▶ _PASSAGE_
+++

The next two tracks are the closest to filler as is found here.  “Whipping” kicks some serious ass although it does feel more like a demo than a fully fleshed out song.  Yet, it rocks as much as anything else on the album, and features some solid wordplay from Mr. Vedder, including “don’t need a helmet, I got a hard hard head; don’t need a raincoat I’m already wet… don’t need a hand, there’s always arms attached”.

The instantly recognizable arpeggio of “Corduroy” is next, and by the time the drums come crashing in, it is obvious that this track is a classic.  This is one of the band’s favorites to perform live, and it is not hard to hear why.  When the band gets to come back in after the brief restraint found at around the three-minute mark, it allows for a sweet release during a performance.  Also, if this isn’t a truly Vedder lyric, I don’t know what is: “All the things that others want for me, can’t buy what I want because it’s free”.

The quirky genius of “Bugs” is next, with some goofy accordion and lyrical rambling that belie an interesting and clever anecdote of a man confronted with an insect invasion.  Should he kill them, befriend them, eat them (raw or well done?), trick them (he doesn’t think they’re dumb), or simply join them?  Looks like that’s the one.  Sounds of a whip cracking kick off the raucous shout-along stylings of “Satan’s Bed”, which finds Ed asserting that he has never slept there.

+++

▶ _Stored records_

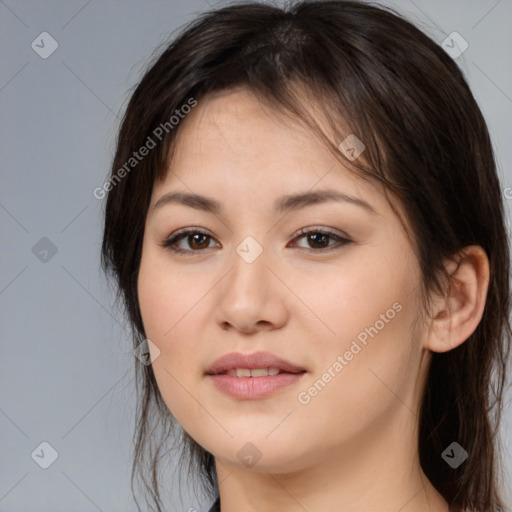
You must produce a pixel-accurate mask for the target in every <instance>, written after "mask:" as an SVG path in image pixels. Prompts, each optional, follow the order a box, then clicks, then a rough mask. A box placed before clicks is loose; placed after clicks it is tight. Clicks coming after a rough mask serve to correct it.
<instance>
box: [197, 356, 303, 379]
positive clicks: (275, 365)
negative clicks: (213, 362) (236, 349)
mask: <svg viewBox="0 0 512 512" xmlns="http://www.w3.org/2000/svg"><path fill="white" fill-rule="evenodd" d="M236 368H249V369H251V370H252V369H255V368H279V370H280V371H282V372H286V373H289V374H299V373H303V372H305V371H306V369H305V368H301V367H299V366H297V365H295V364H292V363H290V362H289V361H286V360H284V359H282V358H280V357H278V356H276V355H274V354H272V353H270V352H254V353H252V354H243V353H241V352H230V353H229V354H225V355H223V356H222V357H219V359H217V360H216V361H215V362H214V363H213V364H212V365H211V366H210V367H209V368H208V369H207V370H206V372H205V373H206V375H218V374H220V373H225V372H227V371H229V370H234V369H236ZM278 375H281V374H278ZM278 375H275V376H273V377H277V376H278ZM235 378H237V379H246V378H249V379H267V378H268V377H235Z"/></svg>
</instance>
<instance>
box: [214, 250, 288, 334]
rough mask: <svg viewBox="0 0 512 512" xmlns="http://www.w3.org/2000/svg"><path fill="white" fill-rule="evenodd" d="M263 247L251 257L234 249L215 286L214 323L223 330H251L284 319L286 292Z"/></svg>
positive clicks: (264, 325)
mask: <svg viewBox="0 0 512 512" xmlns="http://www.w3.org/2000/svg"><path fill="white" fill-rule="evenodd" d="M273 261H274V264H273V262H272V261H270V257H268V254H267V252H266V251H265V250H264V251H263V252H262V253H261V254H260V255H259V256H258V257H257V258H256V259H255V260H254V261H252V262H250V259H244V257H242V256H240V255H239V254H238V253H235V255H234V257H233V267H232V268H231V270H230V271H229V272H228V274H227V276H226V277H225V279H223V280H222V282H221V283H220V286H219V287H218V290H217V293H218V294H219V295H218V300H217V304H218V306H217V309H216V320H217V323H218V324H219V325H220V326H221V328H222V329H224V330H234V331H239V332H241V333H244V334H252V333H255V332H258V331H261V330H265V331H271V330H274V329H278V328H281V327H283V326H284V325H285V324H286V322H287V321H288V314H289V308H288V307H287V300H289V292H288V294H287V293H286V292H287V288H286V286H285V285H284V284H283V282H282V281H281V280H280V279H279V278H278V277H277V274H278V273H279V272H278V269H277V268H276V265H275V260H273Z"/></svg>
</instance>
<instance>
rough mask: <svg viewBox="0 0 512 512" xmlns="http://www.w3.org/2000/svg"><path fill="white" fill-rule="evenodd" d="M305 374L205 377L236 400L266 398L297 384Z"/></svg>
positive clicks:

+++

▶ _PROBLEM DESCRIPTION_
Duplicate the album review word for word, everything from "The quirky genius" down to "never slept there.". Rely on the album review alone and leave the listing out of it.

▶ _RESULT_
The quirky genius of “Bugs” is next, with some goofy accordion and lyrical rambling that belie an interesting and clever anecdote of a man confronted with an insect invasion.  Should he kill them, befriend them, eat them (raw or well done?), trick them (he doesn’t think they’re dumb), or simply join them?  Looks like that’s the one.  Sounds of a whip cracking kick off the raucous shout-along stylings of “Satan’s Bed”, which finds Ed asserting that he has never slept there.